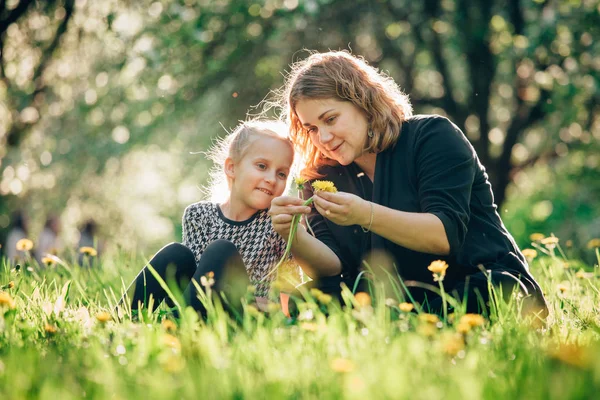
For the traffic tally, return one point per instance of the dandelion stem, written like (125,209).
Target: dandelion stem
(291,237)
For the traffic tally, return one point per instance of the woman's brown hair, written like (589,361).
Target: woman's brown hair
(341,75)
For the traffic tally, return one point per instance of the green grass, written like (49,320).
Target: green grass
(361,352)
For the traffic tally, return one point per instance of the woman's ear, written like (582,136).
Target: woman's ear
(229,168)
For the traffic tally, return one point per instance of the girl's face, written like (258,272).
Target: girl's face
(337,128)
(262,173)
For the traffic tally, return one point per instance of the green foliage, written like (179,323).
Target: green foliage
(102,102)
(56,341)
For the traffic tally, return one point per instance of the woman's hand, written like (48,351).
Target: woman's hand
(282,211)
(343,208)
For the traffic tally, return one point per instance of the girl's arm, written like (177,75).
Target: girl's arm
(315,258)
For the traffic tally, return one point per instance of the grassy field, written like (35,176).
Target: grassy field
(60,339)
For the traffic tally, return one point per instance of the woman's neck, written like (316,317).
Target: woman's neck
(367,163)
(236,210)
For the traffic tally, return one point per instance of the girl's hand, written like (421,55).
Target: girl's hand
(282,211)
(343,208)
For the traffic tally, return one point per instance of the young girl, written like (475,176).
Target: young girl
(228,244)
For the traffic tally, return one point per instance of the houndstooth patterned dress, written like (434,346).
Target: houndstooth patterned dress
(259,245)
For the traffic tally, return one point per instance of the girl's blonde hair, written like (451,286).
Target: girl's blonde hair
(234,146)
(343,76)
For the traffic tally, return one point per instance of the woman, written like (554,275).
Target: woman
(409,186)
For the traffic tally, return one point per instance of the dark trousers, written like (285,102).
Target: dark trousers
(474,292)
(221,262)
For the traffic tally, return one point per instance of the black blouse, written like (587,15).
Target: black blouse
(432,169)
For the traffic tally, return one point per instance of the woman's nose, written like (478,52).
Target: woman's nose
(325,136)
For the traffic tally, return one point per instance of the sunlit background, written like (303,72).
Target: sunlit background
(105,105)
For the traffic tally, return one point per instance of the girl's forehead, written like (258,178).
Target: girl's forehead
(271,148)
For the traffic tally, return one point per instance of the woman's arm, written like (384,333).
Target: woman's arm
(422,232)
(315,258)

==

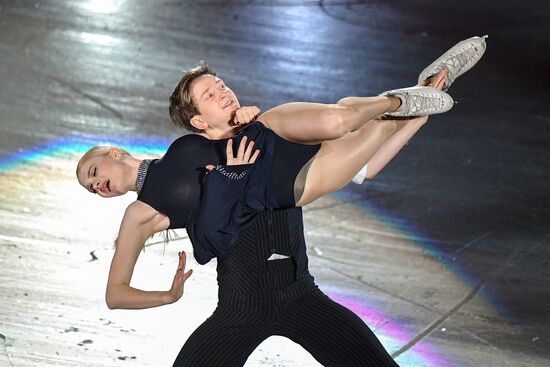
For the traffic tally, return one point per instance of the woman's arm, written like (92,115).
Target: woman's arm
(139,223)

...

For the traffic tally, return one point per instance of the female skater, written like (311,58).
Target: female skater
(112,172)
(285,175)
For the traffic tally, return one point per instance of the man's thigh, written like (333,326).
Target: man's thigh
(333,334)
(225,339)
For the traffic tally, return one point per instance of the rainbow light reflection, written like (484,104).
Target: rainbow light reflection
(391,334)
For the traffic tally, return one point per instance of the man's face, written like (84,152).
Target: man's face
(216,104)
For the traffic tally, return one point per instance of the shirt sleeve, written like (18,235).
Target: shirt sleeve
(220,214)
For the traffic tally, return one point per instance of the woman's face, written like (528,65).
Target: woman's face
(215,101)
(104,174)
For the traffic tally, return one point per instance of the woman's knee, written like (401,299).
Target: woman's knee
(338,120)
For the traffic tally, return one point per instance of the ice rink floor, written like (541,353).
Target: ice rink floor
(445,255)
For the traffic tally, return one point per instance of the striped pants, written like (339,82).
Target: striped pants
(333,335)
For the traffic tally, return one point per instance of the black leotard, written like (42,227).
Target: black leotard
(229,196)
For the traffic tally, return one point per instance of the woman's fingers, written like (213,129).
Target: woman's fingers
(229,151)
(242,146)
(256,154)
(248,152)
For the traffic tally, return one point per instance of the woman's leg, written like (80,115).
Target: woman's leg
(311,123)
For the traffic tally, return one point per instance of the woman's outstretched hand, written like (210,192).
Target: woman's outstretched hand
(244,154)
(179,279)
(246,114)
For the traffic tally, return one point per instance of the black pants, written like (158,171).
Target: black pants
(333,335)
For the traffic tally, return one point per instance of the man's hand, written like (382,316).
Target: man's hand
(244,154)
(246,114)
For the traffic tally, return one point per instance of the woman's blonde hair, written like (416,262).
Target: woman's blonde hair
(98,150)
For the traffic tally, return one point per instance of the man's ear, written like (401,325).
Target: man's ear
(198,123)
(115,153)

# [Exercise prompt]
Gather every line in the three blocks above that contains the word "houndstooth" and copy each one out.

# [Correct answer]
For the traffic tally, return one point per instance of the houndstooth patterned dress, written like (434,346).
Target: houndstooth patterned dress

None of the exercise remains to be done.